SET EXERCISE 1 = According to the Gagosian Gallery history, what exhibition opened the gallery at 980 Madison Avenue?
SET EXERCISE 2 = Turn the paragraph of the Gagosian Gallery history that begins "In 1989, a new and more spacious gallery" into a short bulleted list that keeps its main facts.
SET EXERCISE 3 = Carry on the Gagosian Gallery history with a new paragraph after its last sentence.

Gagosian Gallery began in 1979 in Los Angeles. In 1985, the business moved from Los Angeles to New York. In 1986, Gagosian opened a second space on West 23rd Street in Manhattan. The Gagosian Gallery program made exhibitions of contemporary art, as well as presenting works of Modern art.

In the 1980s, the Los Angeles gallery showed the work of young contemporary artists such as Eric Fischl, Jean-Michel Basquiat and David Salle, as the New York City space mounted exhibitions dedicated to the history of The New York School, Abstract Expressionism and Pop Art by showing the earlier work of Robert Rauschenberg, Roy Lichtenstein and Willem de Kooning.

In 1989, a new and more spacious gallery opened in New York City at 980 Madison Avenue with the inaugural exhibition: “The Maps of Jasper Johns.” During its first two years, the Madison Avenue space, once used by Sotheby’s, presented work by Yves Klein, Andy Warhol, Cy Twombly and Jackson Pollock. Shortly after, artists such as Walter de Maria, Philip Taaffe, Francesco Clemente, and Peter Halley joined the gallery.

In spring of 2000, Gagosian became an international gallery with the opening of a Caruso St John-designed space on Heddon Street in Picadilly, London, then the largest commercial art gallery in the city. The U.K. gallery inaugurated its exhibitions program with a performance by the Italian artist Vanessa Beecroft, followed by an exhibition of works by Chris Burden. In September 2000, in New York, Gagosian held the Hirst show, Damien Hirst: Models, Methods, Approaches, Assumptions, Results and Findings.

DATA ENTRIES =

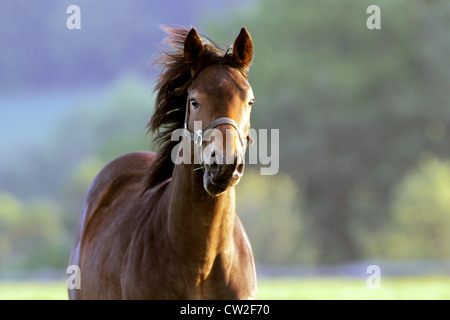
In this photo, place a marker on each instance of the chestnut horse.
(155, 229)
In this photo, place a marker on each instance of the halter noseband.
(199, 135)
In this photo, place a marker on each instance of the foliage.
(271, 214)
(355, 107)
(421, 213)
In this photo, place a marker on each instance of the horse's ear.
(193, 50)
(243, 47)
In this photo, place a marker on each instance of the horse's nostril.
(240, 169)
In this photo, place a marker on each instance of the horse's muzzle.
(223, 173)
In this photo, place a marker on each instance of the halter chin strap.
(199, 135)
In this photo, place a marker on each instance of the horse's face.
(221, 91)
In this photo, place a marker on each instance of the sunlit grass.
(337, 288)
(279, 289)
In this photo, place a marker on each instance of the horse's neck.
(200, 226)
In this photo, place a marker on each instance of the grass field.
(279, 289)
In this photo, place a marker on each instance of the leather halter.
(199, 135)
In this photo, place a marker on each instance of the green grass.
(284, 289)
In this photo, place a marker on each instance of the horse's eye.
(194, 104)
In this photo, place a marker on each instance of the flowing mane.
(172, 85)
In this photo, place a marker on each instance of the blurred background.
(364, 120)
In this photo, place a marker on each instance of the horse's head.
(221, 98)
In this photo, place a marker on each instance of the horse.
(153, 228)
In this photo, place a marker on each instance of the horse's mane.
(170, 104)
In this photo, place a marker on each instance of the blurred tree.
(269, 208)
(355, 107)
(420, 226)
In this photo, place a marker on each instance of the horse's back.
(121, 179)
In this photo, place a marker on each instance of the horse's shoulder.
(121, 174)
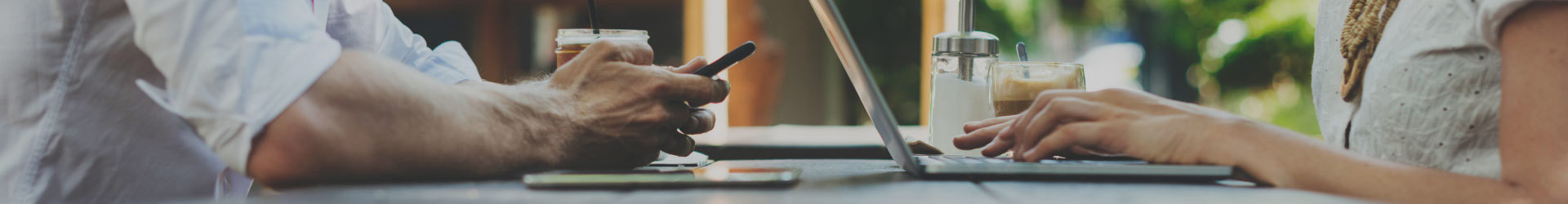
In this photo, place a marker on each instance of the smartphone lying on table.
(666, 180)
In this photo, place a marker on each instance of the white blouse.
(1431, 91)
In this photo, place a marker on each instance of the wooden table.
(823, 183)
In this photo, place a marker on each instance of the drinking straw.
(593, 18)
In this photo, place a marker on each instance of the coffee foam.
(1015, 86)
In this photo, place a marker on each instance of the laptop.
(960, 166)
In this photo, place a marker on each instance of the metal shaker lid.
(966, 42)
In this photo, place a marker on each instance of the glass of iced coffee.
(572, 41)
(1015, 83)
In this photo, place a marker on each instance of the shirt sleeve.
(1494, 13)
(229, 71)
(369, 25)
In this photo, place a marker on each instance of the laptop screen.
(864, 86)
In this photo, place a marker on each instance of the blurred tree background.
(1249, 57)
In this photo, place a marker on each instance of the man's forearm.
(372, 118)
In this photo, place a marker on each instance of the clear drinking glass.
(1015, 83)
(572, 41)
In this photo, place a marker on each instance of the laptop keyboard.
(982, 161)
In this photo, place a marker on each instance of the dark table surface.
(823, 183)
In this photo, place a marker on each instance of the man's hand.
(626, 110)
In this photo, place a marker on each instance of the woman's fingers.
(1063, 139)
(1060, 110)
(987, 122)
(1000, 143)
(979, 137)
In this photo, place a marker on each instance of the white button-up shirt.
(138, 101)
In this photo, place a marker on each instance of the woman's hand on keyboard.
(1111, 122)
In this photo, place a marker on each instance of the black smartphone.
(728, 60)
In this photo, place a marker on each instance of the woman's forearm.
(1293, 161)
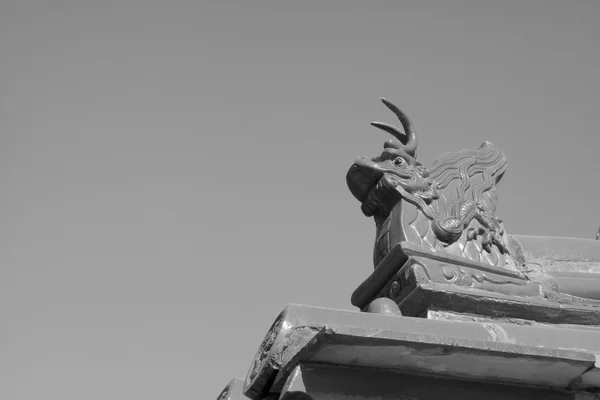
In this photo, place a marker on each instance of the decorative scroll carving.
(449, 208)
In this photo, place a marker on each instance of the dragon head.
(378, 180)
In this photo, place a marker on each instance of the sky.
(173, 172)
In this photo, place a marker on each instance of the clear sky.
(173, 172)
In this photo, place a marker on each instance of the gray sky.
(173, 172)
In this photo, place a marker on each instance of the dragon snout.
(362, 176)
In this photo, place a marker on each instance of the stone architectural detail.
(456, 307)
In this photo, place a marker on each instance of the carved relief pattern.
(449, 208)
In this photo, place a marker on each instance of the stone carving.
(439, 244)
(450, 207)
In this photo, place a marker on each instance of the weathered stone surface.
(440, 245)
(233, 390)
(539, 355)
(320, 382)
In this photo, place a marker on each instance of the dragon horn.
(409, 139)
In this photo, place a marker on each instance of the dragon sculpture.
(449, 207)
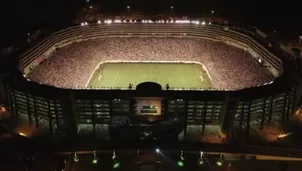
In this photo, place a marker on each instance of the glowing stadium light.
(75, 157)
(219, 163)
(284, 135)
(181, 155)
(22, 134)
(183, 21)
(200, 160)
(95, 158)
(108, 21)
(180, 164)
(116, 165)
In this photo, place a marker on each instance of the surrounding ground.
(189, 76)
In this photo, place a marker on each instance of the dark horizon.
(21, 16)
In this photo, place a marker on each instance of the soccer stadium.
(154, 80)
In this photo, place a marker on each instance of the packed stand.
(229, 67)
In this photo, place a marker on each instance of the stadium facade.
(244, 110)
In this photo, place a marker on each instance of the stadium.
(154, 80)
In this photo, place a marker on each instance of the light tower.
(212, 13)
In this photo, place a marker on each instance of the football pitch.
(177, 75)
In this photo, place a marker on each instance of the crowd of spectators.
(229, 67)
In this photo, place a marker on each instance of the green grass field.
(175, 74)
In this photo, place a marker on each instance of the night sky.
(20, 16)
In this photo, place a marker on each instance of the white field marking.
(138, 61)
(91, 75)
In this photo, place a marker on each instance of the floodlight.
(219, 163)
(75, 157)
(180, 164)
(95, 159)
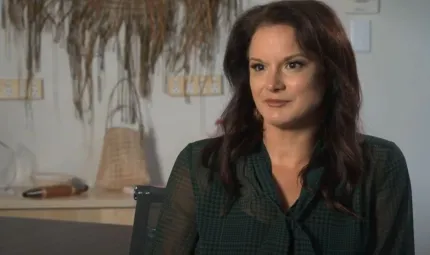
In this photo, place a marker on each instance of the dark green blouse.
(191, 220)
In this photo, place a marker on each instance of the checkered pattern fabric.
(191, 219)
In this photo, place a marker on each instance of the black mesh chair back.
(148, 204)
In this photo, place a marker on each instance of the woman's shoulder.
(377, 149)
(385, 160)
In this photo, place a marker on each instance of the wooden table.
(94, 206)
(19, 236)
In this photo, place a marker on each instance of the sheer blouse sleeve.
(394, 214)
(176, 232)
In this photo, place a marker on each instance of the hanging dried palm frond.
(87, 26)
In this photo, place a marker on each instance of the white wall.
(394, 78)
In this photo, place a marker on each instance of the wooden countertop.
(93, 198)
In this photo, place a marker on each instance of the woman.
(291, 173)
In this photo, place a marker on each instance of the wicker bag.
(122, 161)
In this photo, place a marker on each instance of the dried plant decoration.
(177, 30)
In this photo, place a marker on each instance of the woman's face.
(283, 80)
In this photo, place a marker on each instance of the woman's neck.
(291, 148)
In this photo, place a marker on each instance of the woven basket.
(122, 161)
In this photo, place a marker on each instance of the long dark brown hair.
(319, 33)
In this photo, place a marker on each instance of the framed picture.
(362, 6)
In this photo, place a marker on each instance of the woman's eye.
(257, 67)
(294, 65)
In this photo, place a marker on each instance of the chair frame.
(144, 195)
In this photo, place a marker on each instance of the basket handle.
(111, 112)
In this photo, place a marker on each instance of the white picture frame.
(362, 6)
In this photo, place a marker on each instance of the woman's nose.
(275, 82)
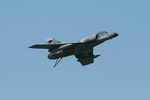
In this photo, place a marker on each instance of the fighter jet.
(82, 49)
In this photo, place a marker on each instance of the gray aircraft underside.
(82, 50)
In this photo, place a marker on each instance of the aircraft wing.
(85, 57)
(45, 46)
(53, 46)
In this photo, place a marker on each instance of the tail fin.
(53, 41)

TASK RESPONSE 1 = "The Maps of Jasper Johns."

TASK RESPONSE 2 =
- 1989: a larger New York gallery opened at 980 Madison Avenue, a space once used by Sotheby's.
- Its first show was "The Maps of Jasper Johns."
- In its first two years it showed work by Yves Klein, Andy Warhol, Cy Twombly and Jackson Pollock.
- Shortly after, Walter de Maria, Philip Taaffe, Francesco Clemente and Peter Halley joined the gallery.

TASK RESPONSE 3 =
A second London Gallery, also designed by Caruso St John, on Britannia Street, opened in May 2004 with a paintings and sculpture show by Cy Twombly. Comparable to the Chelsea exhibition space in size, this addition was then the largest commercial art gallery in London. It accommodated large sculpture, video pieces and installations such as Martin Kippenberger’s show, The Magical Misery Tour, Brazil. The Heddon Street location closed in July 2005, and a new storefront space on Davies Street opened simultaneously with an historic exhibition of Pablo Picasso prints.

In 2010, Gagosian opened its Paris gallery at 4, rue de Ponthieu, where it debuted with an exhibition of five new acrylic abstracts and five bronze sculptures by Cy Twombly. Priced between $4 million and $5 million each, all the paintings sold before the gallery officially opened. Located off Rue du Rhône in Geneva’s business district, a 140-square-metre Art Deco space was opened as the gallery’s Swiss outpost later that year.

In early 2011, the gallery, which has had a representative in Hong Kong since 2008, opened a 5,200-square-foot (480 m2) facility at the Pedder Building there. The outpost was inaugurated with an exhibition by Damien Hirst. That year, a survey of dealers in The Wall Street Journal estimated that Gagosian Gallery’s annual sales approached $1 billion. In May 2011 alone, roughly half the works for sale by the major auction houses in New York (evening sales only) were by artists on the gallery’s roster.

In October 2012, Gagosian Gallery opened a new gallery outside of Paris in Le Bourget. Designed by architect Jean Nouvel, the 17,760-square-foot (1,650 m2) space is the 12th Gagosian location worldwide.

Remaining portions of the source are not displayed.